Indonesia sebagai negara dengan lebih dari 70 persen wilayahnya merupakan lautan dan perairan tentu saja sangat terpengaruh dengan kondisi perairan dan kelautan sebagai akibat dari dampak perubahan iklim. Program pembangunan yang dirumuskan tentu saja harus mempertimbangkan aspek maritim sebagai salah satu sektor yang sangat vital dalam pembangunan negara. Oleh karena itu, pengelolaan sektor maritim termasuk wilayah pesisir dan laut sangatlah penting.

════════════════

[Perintah Latihan]
Lanjutkan teks mengenai sektor maritim Indonesia dan dampak perubahan iklim, dimulai setelah kalimat terakhirnya.

════════════════

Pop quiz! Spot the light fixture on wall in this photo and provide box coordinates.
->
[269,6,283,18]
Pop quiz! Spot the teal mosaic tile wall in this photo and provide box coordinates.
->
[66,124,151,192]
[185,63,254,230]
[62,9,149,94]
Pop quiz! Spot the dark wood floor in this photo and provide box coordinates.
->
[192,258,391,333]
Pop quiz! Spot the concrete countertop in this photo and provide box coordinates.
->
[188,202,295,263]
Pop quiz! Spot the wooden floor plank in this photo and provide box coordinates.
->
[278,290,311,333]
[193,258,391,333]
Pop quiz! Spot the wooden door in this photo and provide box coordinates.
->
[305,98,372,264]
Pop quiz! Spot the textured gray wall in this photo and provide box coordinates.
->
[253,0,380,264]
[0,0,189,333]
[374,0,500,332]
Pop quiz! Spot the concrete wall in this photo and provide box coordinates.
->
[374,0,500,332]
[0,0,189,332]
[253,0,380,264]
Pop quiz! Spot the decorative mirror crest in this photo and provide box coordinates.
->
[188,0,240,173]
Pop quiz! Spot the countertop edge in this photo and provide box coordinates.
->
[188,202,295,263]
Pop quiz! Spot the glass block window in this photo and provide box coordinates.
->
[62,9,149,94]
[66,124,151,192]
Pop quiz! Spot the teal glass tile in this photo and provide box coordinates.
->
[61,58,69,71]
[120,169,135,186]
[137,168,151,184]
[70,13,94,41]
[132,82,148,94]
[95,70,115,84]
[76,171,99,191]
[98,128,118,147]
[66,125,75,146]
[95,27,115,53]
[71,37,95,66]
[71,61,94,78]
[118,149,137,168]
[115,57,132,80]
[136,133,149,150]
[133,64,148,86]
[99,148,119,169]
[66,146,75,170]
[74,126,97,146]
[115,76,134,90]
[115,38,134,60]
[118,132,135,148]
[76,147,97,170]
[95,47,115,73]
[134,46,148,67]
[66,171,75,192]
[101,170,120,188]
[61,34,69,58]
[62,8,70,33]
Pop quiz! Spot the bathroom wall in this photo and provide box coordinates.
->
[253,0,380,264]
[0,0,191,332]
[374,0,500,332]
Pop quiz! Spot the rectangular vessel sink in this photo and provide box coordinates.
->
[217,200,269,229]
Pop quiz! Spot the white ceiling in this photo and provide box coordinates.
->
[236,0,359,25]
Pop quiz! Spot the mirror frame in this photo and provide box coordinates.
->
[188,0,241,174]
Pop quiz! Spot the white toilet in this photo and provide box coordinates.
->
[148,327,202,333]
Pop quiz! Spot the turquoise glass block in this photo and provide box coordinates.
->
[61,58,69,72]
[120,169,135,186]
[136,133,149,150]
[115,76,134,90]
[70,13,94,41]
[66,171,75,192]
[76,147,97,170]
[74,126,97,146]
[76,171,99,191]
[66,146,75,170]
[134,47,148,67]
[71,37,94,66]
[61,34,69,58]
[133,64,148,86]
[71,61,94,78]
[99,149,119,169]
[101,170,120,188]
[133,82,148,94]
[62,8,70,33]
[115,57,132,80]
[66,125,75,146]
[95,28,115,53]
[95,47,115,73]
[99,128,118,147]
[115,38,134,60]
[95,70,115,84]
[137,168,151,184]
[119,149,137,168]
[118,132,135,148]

════════════════

[Hasil Tugas]
Pengelolaan sumberdaya pesisir di Indonesia dari sudut pandang pembangunan berkelanjutan dihadapkan pada kondisi yang bersifat mendua. Kondisi pertama, ada banyak kawasan yang belum tersentuh sama sekali oleh aktivitas pembangunan, namun pada kondisi lainnya terdapat beberapa kawasan pesisir yang telah dimanfaatkan dengan massif. Akibatnya, terlihat indikasi telah terlampauinya daya dukung atau kapasitas berkelanjutan dari ekosistem pesisir dan lautan (Helmi dan Satria, 2013). Berbagai penelitian yang dilakukan terutama terhadap nelayan dan masyarakat pesisir sebagian besar mereka sangat terpengaruh akibat perubahan ekologis yang terjadi sebagai dampak dari perubahan iklim. Selain itu, masyarakat pesisir juga sangat terpengaruh terhadap pengelolaan kawasan pesisir yang cenderung eksploitatif tanpa mempertimbangkan aspek lingkungan. Bentuk perubahan ekologis tersebut antara lain kerusakan hutan mangrove dan kerusakan terumbu karang (Helmi dan Satria, 2013).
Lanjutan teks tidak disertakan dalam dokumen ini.